Task details: Exactly as given, restate each record that follows.

*** Opening Listed entries ***

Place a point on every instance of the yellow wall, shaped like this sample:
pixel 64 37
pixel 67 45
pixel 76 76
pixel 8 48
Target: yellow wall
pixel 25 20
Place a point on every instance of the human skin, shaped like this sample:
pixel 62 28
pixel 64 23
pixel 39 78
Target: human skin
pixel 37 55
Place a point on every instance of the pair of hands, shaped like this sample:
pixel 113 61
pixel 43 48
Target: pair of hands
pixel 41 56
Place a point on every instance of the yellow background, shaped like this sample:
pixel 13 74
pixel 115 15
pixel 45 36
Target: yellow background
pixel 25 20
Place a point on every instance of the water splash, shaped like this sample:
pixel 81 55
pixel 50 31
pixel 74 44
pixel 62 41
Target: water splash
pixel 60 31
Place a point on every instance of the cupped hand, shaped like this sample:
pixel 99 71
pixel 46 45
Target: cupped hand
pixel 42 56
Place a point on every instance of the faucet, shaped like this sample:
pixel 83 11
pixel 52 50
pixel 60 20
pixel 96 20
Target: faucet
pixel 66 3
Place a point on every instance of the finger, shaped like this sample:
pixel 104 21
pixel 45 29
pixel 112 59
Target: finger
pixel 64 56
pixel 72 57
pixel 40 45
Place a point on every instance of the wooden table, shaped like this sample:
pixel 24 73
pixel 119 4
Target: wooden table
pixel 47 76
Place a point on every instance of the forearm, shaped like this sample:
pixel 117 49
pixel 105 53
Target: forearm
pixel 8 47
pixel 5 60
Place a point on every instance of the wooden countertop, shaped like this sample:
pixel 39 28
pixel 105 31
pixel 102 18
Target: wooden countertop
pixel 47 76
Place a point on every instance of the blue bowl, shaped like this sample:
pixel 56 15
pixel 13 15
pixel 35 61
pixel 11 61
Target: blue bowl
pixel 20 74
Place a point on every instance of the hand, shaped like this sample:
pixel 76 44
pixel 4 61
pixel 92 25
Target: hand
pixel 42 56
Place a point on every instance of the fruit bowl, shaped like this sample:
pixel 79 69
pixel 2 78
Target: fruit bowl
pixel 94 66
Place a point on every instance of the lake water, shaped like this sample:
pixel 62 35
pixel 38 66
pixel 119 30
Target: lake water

*** Closing Listed entries ***

Reply to the exercise:
Place a point on every instance of the yellow wall, shaped like this sample:
pixel 64 37
pixel 67 45
pixel 76 76
pixel 8 48
Target: yellow wall
pixel 25 20
Place a point on every instance of the human skin, shaped like this sample:
pixel 62 28
pixel 64 23
pixel 39 78
Target: human skin
pixel 37 55
Place a point on every instance of the pair of hands, shaped like this sample:
pixel 113 61
pixel 43 48
Target: pair of hands
pixel 41 56
Place a point on every instance of the yellow background, shaped like this sample:
pixel 13 74
pixel 115 15
pixel 45 36
Target: yellow background
pixel 25 20
Place a point on every instance of the water splash, shaped like this sample:
pixel 81 55
pixel 50 31
pixel 74 44
pixel 62 41
Target: water splash
pixel 60 31
Place a point on every instance of the cupped hand, shaped like this sample:
pixel 99 71
pixel 46 45
Target: cupped hand
pixel 42 56
Place a point on every instance of the faucet, shaped like this sample:
pixel 83 11
pixel 52 50
pixel 60 20
pixel 96 20
Target: faucet
pixel 66 3
Place a point on every instance of the finger, shaped like this sample:
pixel 104 21
pixel 45 29
pixel 112 59
Target: finger
pixel 64 56
pixel 72 57
pixel 40 45
Place a point on every instance of the wooden table, shaped like this sample:
pixel 24 73
pixel 119 4
Target: wooden table
pixel 47 76
Place a point on every instance of the forearm, shaped like this sample:
pixel 117 49
pixel 105 53
Target: forearm
pixel 8 47
pixel 5 60
Place a point on every instance of the wooden countertop, shaped like this sample:
pixel 39 28
pixel 105 31
pixel 102 18
Target: wooden countertop
pixel 47 76
Place a point on every instance of the blue bowl, shaped like this sample:
pixel 56 15
pixel 13 15
pixel 35 61
pixel 11 61
Target: blue bowl
pixel 20 74
Place a point on every instance of the hand, shaped like this sample:
pixel 76 44
pixel 4 61
pixel 92 25
Target: hand
pixel 42 56
Place a point on every instance of the fruit bowl, shaped like this sample:
pixel 79 69
pixel 2 78
Target: fruit bowl
pixel 94 66
Place a point on every instance of the lake water, shaped like this sample:
pixel 62 35
pixel 38 66
pixel 119 30
Target: lake water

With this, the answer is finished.